Your assignment:
Exact copies of all the lines below are required.

______

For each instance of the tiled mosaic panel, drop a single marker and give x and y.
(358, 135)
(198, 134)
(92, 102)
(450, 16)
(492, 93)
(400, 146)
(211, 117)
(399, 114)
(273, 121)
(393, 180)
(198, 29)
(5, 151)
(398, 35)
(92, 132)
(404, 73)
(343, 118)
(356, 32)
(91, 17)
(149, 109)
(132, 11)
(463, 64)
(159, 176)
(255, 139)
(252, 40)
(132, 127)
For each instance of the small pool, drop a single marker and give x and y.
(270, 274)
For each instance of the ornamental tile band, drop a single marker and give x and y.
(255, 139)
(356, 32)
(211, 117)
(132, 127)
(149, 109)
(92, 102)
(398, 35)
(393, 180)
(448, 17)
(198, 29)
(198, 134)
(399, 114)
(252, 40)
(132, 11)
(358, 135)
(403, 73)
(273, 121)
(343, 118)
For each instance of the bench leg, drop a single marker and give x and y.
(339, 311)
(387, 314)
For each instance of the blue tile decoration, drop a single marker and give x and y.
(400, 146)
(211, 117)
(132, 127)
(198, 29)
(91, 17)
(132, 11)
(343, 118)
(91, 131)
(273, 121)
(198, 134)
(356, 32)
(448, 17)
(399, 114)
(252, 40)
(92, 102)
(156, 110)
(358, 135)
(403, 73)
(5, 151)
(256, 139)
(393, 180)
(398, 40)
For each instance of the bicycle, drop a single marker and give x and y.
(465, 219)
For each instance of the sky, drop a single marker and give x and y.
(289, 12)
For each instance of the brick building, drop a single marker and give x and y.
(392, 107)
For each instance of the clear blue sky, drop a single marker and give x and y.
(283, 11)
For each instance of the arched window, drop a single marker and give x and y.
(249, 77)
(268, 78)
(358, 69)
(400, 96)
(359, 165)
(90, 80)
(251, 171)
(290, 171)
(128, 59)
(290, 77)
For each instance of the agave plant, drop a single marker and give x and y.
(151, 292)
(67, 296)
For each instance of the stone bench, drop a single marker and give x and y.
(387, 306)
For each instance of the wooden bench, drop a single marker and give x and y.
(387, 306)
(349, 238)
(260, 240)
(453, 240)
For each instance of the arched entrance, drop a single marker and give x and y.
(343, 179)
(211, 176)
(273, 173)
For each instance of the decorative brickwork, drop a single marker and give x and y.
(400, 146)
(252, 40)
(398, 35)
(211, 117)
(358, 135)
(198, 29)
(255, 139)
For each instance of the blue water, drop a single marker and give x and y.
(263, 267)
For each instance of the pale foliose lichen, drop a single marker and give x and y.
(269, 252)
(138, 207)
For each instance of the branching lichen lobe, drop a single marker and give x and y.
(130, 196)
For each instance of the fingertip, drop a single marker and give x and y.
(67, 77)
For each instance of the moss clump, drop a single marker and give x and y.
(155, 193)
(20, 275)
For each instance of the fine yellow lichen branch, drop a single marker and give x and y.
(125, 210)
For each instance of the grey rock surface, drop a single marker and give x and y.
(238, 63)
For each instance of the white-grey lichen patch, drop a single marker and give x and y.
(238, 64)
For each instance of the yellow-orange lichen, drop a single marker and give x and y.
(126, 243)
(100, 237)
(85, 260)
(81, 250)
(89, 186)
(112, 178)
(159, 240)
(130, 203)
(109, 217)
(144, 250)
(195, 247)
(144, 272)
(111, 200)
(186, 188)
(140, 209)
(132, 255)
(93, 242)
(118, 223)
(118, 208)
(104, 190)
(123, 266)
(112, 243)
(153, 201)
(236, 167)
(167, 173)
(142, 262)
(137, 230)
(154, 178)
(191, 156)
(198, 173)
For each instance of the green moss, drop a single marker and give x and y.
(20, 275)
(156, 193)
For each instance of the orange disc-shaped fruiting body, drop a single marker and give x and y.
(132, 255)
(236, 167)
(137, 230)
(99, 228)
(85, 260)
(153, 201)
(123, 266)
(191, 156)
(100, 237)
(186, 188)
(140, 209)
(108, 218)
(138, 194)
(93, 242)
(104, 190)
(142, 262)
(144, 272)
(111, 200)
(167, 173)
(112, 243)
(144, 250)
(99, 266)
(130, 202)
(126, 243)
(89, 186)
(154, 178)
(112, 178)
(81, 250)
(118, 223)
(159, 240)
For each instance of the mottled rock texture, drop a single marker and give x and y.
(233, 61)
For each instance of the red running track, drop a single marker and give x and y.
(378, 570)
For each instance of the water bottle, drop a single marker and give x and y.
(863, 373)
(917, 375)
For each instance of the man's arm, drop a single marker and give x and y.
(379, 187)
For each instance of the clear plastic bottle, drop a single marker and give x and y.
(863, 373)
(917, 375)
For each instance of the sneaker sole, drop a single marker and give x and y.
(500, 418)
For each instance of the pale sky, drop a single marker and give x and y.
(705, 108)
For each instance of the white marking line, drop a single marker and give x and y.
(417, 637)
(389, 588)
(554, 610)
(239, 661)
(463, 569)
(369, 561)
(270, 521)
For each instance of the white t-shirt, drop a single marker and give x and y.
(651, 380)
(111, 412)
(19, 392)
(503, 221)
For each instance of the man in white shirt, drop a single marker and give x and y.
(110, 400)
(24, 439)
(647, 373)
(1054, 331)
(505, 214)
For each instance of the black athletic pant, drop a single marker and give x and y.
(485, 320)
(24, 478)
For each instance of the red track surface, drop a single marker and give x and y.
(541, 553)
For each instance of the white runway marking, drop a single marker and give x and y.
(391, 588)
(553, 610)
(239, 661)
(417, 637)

______

Answer to this problem:
For each instance of the tiled mosaic panel, drop a single marker and give x and y.
(358, 135)
(198, 134)
(92, 102)
(450, 16)
(492, 93)
(400, 146)
(211, 117)
(399, 114)
(273, 121)
(393, 180)
(198, 29)
(5, 151)
(398, 35)
(92, 132)
(404, 73)
(343, 118)
(356, 32)
(91, 17)
(149, 109)
(132, 11)
(463, 64)
(159, 176)
(255, 139)
(252, 40)
(132, 127)
For each instance of the small pool, drop a single marker and give x and y.
(270, 274)
For each instance of the ornamental tile band, drop a single marker and give x and y.
(255, 139)
(356, 32)
(211, 117)
(132, 127)
(149, 109)
(92, 102)
(398, 35)
(393, 180)
(448, 17)
(198, 29)
(198, 134)
(399, 114)
(252, 40)
(132, 11)
(358, 135)
(403, 73)
(273, 121)
(343, 118)
For each instance of the bench leg, drop a single marker and give x and y.
(339, 311)
(387, 314)
For each instance of the blue tile decoration, drop a single marker and give x and y.
(400, 146)
(211, 117)
(132, 127)
(198, 29)
(91, 17)
(132, 11)
(343, 118)
(91, 131)
(273, 121)
(198, 134)
(356, 32)
(448, 17)
(399, 114)
(252, 40)
(92, 102)
(156, 110)
(358, 135)
(403, 73)
(5, 151)
(256, 139)
(393, 180)
(398, 40)
For each instance of the bicycle, drop a single marker and give x and y.
(465, 219)
For each instance of the sky, drop a single marker and give x and y.
(289, 12)
For each instance of the brick building, drop a single marker and give x and y.
(392, 107)
For each instance of the clear blue sky, drop a single marker and give x and y.
(283, 11)
For each instance of the arched window, drop a single marker and give x and y.
(249, 77)
(268, 78)
(358, 69)
(400, 96)
(359, 165)
(90, 80)
(251, 171)
(290, 171)
(128, 59)
(290, 77)
For each instance of the agave plant, drop a single marker and give x and y.
(151, 292)
(67, 296)
For each instance of the stone bench, drop a single marker and give x and y.
(387, 306)
For each instance of the wooden bench, drop a single marker and give x and y.
(387, 306)
(349, 238)
(260, 240)
(453, 240)
For each instance of the arched entrance, drop a single marker and give x and y.
(343, 179)
(211, 176)
(273, 173)
For each instance of the decorative brickwork, drop a single marker and give x and y.
(400, 146)
(252, 40)
(398, 35)
(211, 117)
(358, 135)
(198, 29)
(255, 139)
For each instance of the blue water, drop a single marker and give x and y.
(263, 267)
For each instance of the pale foliose lichen, drop a single marker and give x and y.
(269, 252)
(138, 207)
For each instance of the branching lichen lobe, drop a single marker and give x and y.
(130, 196)
For each instance of the fingertip, drop a single marker and give x and y.
(67, 77)
For each instance of the moss clump, drop a single marker and give x and y.
(155, 193)
(20, 275)
For each instance of the fine yellow lichen branch, drop a single marker and give x and y.
(125, 210)
For each instance of the grey rock surface, drop a single marker and give x and y.
(238, 63)
For each instance of the white-grey lichen patch, drop a single marker and give x and y.
(238, 64)
For each instance of the yellow-orange lichen, drop a single marker and give x and y.
(126, 243)
(100, 237)
(85, 260)
(81, 250)
(89, 186)
(112, 178)
(159, 240)
(130, 203)
(109, 217)
(144, 250)
(195, 247)
(144, 272)
(111, 200)
(186, 188)
(140, 209)
(132, 255)
(93, 242)
(118, 223)
(118, 208)
(104, 190)
(123, 266)
(112, 243)
(153, 201)
(236, 167)
(167, 173)
(142, 262)
(137, 230)
(154, 178)
(191, 156)
(198, 173)
For each instance of the green moss, drop a single marker and give x and y.
(20, 275)
(156, 193)
For each instance of the orange disc-shaped fruiting body, drop a single marker and give x and y.
(132, 255)
(236, 167)
(137, 230)
(99, 228)
(85, 260)
(153, 201)
(123, 266)
(191, 156)
(100, 237)
(186, 188)
(140, 209)
(108, 218)
(138, 194)
(93, 242)
(104, 190)
(142, 262)
(144, 272)
(111, 200)
(167, 173)
(112, 243)
(144, 250)
(99, 266)
(130, 202)
(126, 243)
(89, 186)
(154, 178)
(112, 178)
(81, 250)
(118, 223)
(159, 240)
For each instance of the mottled rock texture, drop a single marker and give x and y.
(233, 61)
For each instance of the red running track, drop a single marker and give x and y.
(378, 570)
For each instance of the water bottle, drop a single marker and give x and y.
(863, 373)
(917, 375)
For each instance of the man's arm, drop a single marker and give x and y.
(379, 187)
For each instance of the clear plastic bottle, drop a single marker and give x and y.
(863, 373)
(917, 375)
For each instance of the sneaker sole, drop a single marker and give x and y.
(500, 418)
For each instance of the pale sky, drop a single marker and give x and y.
(705, 108)
For each instance of the white marking line, drop a single marker and give x and y.
(417, 637)
(389, 588)
(554, 610)
(239, 661)
(463, 569)
(369, 561)
(270, 521)
For each instance of the white t-shirt, drop a single marker and give x and y.
(651, 380)
(111, 412)
(19, 392)
(503, 221)
For each instance of the man in white shirt, drop a single marker and give x and y.
(110, 400)
(24, 439)
(647, 373)
(1054, 331)
(505, 214)
For each instance of the black athletic pant, drop a single marker and give x and y.
(485, 320)
(24, 478)
For each instance of the red track surface, drop a single marker and give x and y.
(541, 553)
For each instance of the white runway marking, drop a single marker and give x and y.
(391, 588)
(553, 610)
(239, 661)
(417, 637)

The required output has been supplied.